RAW DATA:
◇ ◇ ◇ ◇ ◇ ◇ ◇
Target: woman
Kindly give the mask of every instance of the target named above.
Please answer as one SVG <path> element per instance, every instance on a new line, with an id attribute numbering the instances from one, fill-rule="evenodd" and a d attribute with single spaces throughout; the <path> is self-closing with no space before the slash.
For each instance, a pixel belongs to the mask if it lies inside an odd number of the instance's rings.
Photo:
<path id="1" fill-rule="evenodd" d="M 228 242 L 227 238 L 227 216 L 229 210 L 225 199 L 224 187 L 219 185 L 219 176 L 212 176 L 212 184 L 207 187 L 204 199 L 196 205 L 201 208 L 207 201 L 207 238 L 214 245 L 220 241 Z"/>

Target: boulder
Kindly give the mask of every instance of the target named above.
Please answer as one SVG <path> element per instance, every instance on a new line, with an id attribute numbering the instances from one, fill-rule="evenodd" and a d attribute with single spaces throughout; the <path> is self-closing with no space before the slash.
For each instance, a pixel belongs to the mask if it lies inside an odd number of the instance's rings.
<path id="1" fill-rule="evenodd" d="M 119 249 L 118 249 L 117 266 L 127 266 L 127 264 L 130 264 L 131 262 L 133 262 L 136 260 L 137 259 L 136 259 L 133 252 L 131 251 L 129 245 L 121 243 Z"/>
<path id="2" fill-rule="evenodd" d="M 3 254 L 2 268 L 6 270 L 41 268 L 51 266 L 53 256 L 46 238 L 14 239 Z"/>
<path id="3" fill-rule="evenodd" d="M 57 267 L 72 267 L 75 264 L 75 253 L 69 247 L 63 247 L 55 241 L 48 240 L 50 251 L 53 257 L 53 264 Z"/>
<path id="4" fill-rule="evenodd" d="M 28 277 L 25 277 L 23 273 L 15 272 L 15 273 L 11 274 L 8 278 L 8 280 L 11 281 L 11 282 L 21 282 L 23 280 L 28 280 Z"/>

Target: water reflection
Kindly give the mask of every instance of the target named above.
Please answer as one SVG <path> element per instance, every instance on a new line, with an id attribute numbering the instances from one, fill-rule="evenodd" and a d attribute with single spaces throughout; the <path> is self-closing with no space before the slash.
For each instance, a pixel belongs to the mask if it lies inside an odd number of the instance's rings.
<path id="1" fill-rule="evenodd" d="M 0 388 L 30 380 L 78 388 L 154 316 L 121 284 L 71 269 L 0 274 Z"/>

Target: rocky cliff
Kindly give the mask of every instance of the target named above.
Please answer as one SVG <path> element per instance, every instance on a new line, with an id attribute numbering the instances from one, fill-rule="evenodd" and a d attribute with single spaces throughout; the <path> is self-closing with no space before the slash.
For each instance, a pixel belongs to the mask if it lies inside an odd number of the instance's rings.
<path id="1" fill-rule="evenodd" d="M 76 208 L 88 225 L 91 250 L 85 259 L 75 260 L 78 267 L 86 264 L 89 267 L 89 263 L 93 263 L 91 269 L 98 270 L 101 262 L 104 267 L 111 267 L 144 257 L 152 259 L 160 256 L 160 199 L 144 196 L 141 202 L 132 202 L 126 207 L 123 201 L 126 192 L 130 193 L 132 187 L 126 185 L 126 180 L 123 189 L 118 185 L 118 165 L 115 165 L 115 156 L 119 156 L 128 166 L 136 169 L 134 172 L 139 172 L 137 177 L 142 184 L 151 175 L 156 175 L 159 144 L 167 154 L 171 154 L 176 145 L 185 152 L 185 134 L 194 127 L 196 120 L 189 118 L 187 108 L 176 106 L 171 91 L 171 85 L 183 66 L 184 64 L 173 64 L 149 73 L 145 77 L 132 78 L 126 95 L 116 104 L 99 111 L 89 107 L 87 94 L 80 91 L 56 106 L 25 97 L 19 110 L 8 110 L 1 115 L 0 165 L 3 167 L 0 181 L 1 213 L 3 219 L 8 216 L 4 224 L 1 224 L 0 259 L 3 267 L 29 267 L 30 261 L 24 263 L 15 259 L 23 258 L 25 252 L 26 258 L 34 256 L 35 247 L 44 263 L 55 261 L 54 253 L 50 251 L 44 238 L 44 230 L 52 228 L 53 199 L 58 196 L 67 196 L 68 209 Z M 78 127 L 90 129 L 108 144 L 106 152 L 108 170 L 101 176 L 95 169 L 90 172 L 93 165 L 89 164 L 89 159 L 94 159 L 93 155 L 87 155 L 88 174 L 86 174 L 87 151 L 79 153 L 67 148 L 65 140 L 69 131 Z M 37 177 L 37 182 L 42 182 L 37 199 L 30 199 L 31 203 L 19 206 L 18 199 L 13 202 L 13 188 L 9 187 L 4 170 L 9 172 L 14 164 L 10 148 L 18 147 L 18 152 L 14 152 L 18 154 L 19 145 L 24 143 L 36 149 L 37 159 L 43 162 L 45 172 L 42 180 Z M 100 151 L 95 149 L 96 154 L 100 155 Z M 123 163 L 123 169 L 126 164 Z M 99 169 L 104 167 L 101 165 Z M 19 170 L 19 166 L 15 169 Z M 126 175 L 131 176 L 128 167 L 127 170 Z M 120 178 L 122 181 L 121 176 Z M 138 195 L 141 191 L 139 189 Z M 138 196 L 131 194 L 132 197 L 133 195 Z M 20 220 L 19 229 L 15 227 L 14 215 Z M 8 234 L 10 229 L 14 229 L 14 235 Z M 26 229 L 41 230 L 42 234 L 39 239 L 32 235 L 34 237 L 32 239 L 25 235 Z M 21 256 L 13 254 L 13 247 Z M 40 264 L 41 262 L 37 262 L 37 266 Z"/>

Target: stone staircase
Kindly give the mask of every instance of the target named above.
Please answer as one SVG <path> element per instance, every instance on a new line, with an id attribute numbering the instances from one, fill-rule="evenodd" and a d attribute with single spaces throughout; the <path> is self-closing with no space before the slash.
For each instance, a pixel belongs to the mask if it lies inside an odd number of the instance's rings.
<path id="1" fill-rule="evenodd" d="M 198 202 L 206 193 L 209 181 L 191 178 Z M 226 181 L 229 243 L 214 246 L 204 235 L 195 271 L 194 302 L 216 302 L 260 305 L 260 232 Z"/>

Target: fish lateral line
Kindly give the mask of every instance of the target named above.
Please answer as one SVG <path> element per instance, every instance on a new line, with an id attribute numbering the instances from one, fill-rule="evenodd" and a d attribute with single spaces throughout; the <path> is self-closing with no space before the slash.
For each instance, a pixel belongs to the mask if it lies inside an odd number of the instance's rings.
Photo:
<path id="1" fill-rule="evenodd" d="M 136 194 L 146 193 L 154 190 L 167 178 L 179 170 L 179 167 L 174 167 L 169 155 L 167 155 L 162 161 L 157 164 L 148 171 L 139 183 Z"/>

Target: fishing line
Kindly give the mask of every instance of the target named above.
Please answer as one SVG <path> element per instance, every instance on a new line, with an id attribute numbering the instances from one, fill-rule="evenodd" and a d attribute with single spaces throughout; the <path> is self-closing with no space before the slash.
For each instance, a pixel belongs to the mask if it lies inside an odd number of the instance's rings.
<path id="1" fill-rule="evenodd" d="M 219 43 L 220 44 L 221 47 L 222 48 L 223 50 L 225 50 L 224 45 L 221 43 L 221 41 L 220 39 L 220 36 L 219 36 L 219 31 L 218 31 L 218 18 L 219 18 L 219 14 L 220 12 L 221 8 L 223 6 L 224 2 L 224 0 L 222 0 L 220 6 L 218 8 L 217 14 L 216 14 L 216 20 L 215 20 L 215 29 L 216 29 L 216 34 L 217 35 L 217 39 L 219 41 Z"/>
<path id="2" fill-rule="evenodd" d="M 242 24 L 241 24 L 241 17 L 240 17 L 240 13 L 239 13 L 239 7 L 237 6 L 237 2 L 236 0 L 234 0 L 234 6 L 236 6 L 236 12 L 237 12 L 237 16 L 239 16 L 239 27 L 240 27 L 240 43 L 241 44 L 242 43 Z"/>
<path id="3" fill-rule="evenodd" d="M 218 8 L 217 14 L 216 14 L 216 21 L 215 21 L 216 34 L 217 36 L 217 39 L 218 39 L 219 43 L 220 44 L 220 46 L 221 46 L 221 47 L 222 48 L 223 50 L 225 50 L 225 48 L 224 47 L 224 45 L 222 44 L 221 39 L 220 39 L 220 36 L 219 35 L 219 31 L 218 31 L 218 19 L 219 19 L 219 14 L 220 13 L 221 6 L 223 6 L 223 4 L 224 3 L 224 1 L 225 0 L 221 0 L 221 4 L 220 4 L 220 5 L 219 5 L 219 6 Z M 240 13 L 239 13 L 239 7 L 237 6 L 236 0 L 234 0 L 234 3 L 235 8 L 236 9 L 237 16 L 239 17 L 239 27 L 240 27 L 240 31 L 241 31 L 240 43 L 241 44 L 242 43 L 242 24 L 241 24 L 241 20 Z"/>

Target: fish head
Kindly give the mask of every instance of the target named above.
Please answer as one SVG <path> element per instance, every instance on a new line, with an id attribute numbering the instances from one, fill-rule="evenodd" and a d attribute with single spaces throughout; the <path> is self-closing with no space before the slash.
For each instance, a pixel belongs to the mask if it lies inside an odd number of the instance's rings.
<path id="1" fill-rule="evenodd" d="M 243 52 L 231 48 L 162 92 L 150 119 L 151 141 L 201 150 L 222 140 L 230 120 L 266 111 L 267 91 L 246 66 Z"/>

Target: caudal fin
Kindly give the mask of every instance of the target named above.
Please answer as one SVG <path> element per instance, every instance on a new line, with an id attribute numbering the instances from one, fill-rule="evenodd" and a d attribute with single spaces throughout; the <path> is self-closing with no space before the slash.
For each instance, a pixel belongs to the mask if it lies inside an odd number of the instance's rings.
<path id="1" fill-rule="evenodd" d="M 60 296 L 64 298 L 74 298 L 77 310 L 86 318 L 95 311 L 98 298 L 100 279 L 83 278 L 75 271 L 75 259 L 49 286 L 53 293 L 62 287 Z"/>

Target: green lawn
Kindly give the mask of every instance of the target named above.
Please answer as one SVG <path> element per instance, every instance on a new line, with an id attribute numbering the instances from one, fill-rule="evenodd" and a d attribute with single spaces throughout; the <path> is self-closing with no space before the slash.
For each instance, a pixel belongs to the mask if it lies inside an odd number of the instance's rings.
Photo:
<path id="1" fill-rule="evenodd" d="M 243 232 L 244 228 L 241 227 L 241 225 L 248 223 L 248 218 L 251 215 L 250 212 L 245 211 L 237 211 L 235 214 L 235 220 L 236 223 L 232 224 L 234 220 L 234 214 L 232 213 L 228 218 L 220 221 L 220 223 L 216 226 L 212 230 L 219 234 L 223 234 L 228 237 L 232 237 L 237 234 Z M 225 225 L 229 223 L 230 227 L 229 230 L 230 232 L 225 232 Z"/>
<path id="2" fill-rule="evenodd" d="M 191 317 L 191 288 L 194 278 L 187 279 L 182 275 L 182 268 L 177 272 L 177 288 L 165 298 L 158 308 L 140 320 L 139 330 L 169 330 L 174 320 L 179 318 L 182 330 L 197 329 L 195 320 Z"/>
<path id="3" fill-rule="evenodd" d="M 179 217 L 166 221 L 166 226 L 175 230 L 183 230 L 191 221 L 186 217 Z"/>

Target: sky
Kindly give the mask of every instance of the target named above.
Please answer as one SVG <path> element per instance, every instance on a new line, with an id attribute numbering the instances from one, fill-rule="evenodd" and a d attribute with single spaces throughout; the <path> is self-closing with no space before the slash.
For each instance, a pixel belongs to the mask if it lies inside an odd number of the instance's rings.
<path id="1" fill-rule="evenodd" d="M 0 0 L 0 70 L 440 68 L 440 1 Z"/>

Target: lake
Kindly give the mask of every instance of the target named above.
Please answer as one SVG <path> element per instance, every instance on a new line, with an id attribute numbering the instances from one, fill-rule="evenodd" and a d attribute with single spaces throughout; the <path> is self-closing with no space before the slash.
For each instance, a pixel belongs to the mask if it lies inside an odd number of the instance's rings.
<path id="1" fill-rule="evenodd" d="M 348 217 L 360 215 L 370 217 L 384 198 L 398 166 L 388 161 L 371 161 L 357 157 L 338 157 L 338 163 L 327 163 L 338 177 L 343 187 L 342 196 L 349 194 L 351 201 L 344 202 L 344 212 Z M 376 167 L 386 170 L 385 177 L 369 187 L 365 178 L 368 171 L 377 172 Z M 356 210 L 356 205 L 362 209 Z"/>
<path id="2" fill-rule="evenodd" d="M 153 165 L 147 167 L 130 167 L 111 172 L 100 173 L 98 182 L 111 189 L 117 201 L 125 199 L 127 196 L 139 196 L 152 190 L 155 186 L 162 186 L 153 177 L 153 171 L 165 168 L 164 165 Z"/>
◇ ◇ ◇ ◇ ◇ ◇ ◇
WORK TO COMPLETE:
Revise everything from "Target: fish head" down to "243 52 L 231" in the data, replacing "Kindly give" with "Please provide" and changing nothing else. Give back only those lines.

WRITTEN ANSWER:
Target: fish head
Please provide the mask of every instance of the target named above.
Please answer as one SVG <path> element per instance, every instance on a new line, with an id attribute numbering the instances from one, fill-rule="evenodd" and a d attribute with single spaces throughout; the <path> is self-closing with no space before the slash.
For each instance, a pixel belongs to the mask if it lies inside an odd number of the instance's rings.
<path id="1" fill-rule="evenodd" d="M 243 52 L 231 48 L 162 92 L 150 119 L 151 141 L 201 150 L 222 140 L 230 120 L 266 111 L 267 91 L 246 66 Z"/>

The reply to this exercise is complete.